▸ **SUPPLIED PASSAGE**
I’m working on an API where I need to map a large number of strings (e.g., “Amazon”, “Walmart”, “Nike – Shoes”) to their corresponding URLs (e.g., “www.amazon.com”, “www.walmart.com”). Here’s what I need:
-
Store String-to-URL Mappings:
-
I need a simple and scalable way to store these mappings.
-
Each string should be easily retrievable with its associated URL.
-
-
Query Multiple Strings at Once:
-
I need to be able to query thousands of these strings in one go and retrieve their URLs.
-
The solution should efficiently handle large-scale data retrieval without performance issues.
-
-
Group Results by URL:
- When I query multiple strings, I want the results grouped by URL. For example, if several strings map to “www.amazon.com”, they should be grouped together under that URL in the results.
Challenges:
- I initially considered using Redis due to its speed and simplicity, but I’ve read that using MGET to retrieve thousands of keys could lead to memory issues or block the server. This is a concern for my use case, especially with the volume of data I expect to handle.
Question:
What’s the best approach or technology stack to efficiently manage and query these string-to-URL mappings, considering the need for:
-
Efficient storage and retrieval.
-
Handling large-scale queries.
-
Grouping results by URL.

▸ **STATED GOAL 1**
Pick out each line in the records below that contains the string "left", treating uppercase and lowercase as different, and copy those lines.

(Detection examples)
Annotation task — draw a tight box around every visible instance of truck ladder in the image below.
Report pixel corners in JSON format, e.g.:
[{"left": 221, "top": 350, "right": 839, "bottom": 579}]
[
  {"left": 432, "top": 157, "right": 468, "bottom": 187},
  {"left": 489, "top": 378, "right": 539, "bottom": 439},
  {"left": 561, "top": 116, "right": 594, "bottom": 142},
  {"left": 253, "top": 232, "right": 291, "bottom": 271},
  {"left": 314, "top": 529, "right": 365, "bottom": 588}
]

▸ **STATED GOAL 2**
Extend the forum post about storing and querying string-to-URL mappings, starting right after its final line.

▸ **REPLY 1**
[{"left": 221, "top": 350, "right": 839, "bottom": 579}]
  {"left": 432, "top": 157, "right": 468, "bottom": 187},
  {"left": 489, "top": 378, "right": 539, "bottom": 439},
  {"left": 561, "top": 116, "right": 594, "bottom": 142},
  {"left": 253, "top": 232, "right": 291, "bottom": 271},
  {"left": 314, "top": 529, "right": 365, "bottom": 588}

▸ **REPLY 2**
-
Avoiding performance pitfalls like those that might arise with Redis when using
MGET
for large numbers of keys.
Here’s an example of what I’d like:
Payload:
{
"strings": ["Amazon", "Walmart", "Nike - Shoes", "Amazon - Books"]
}
Response:
{
"results": [
{
"url": "www.amazon.com",
"strings": ["Amazon", "Amazon - Books"]
},
{
"url": "www.walmart.com",
"strings": ["Walmart"]
},
{
"url": "www.nike.com",
"strings": ["Nike - Shoes"]
}
]
}
I’m still trying to come up with a good solution. Firestore seems like the worst possible solution for something like this, as with a few weeks’ use, it would surely rack up millions with the reads alone.
I’ve not considered MySQL because I’m concerned about the performance impact of querying thousands of values at once, especially in terms of execution time and server load.
Any advice or recommendations would be greatly appreciated!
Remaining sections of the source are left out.